E-Banking or Internet Banking has eliminated the need for paper and physical financial instruments because funds, money and capital can be easily accessed and transferred to the beneficiary on this online platform, therefore Internet Banking has reduced problems like geographical barriers, lack of infrastructure, cost, difficulty in obtaining loans and time consumption. Therefore, it is important to know the existing legal structure of e-banking and the challenges that lie therein. 

On 17th October 2000 the Ministry of Information Technology issued a notification exercising its authority under the Information Technology Act, 2000. Pursuant to this notice the Reserve Bank of India (hereafter referred to as “RBI”) issued a notification dated 14.06.2001 and formed the S.R. Mittal Working Group Committee and subsequently the previous notification of 14th June 2001 was amended by RBI notification dated 20.07.2005, where the need for the approval of RBI was scrapped off, the following were the minimum benchmarks of security set up by the RBI:

  1. Highly encoded 128 Bit Security Socket Layer based digital signatures for authentication purposes. Every bank should have Security Officer solely dealing with information technology and shall work towards the execution of the rules made under the IT Act, among other things, the Board of Directors shall approve the security policy that is adopted by the bank.
  2. At that time login id, password, biometric verification were new notions, hence the banks were asked to adapt to such new concepts wherein the bank must make sure that Internet and Digital Banking System respects the security and privacy by maintaining a line of proxy server-based firewall. All the security structures were to be tested before any kind of Internet Banking facility was available, whereas the upgradation, bug removal and other security software were deemed necessary to be installed.

(Referring expression pointing data)
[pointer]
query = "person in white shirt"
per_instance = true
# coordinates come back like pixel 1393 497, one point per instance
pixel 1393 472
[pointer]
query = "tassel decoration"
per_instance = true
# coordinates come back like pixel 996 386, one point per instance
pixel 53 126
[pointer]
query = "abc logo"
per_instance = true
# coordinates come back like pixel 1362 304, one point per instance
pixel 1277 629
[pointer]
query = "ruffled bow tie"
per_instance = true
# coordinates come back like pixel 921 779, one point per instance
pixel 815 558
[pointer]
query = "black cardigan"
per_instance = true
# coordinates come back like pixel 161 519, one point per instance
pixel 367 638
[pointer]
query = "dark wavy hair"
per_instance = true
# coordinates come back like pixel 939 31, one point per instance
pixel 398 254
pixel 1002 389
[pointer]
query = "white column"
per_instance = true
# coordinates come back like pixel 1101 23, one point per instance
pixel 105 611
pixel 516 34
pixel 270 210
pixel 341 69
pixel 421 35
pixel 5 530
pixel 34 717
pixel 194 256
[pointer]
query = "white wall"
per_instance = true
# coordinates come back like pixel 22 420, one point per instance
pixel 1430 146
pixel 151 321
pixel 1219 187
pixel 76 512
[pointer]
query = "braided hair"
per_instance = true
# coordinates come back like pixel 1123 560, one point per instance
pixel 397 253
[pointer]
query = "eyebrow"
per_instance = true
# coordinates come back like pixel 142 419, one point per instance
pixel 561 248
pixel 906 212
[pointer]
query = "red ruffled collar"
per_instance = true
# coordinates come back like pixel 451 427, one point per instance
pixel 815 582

- Exercise instructions -
Pick up the e-banking regulation passage after its last sentence and write what comes next.

- Task output -
  3. Any security fissure which might open up during the E-banking must be reported and taken care of at the earliest possible opportunity and future policies should be framed while keeping in mind security fissures that are incurred from time to time. Meanwhile, the burden lies upon the bank to keep both encoded and decoded records of all the transactions and messages received during e-transactions. 

E-banking is mainly regulated by the Banking Regulation Act, 1949 and the Reserve Bank of India Act, 1934 but all sorts of cybercrimes and electronic payment related systems are regulated by the IT Act and the important features of the IT Act which should be noted are:

  1. The legislative intent behind the IT Act is to enable e-commerce and governance wherein all electronic documents and digital signatures are recognized under IT Act which should be retained and analysed properly by the bank because all contracts and electronic transactions are lawful and enforceable under this Act.
  2. No e-banking transaction can survive if it is not in conformity with the provisions of the IT Act because the protection of privacy and crypto function-based authentication of E-transactions can only take place under the umbrella of this Act as theft of data via unethical means of hacking, creation and spreading of the virus is punishable under this Act. In fairness, the Act also grants immunity to prevent harassment to Internet Service Providers and intermediaries over the illegal activities committed on their networks.
  3. With the immunity granted, a duty is cast on the Bank (intermediary) to keep a record and conserve the same as directed by the Central Government from time to time, meanwhile the violation of security or privacy of E-transactions during sign-in, password typing, and other confidential information is protected under the aegis of this Act, wherein any violation thereof has been made punishable.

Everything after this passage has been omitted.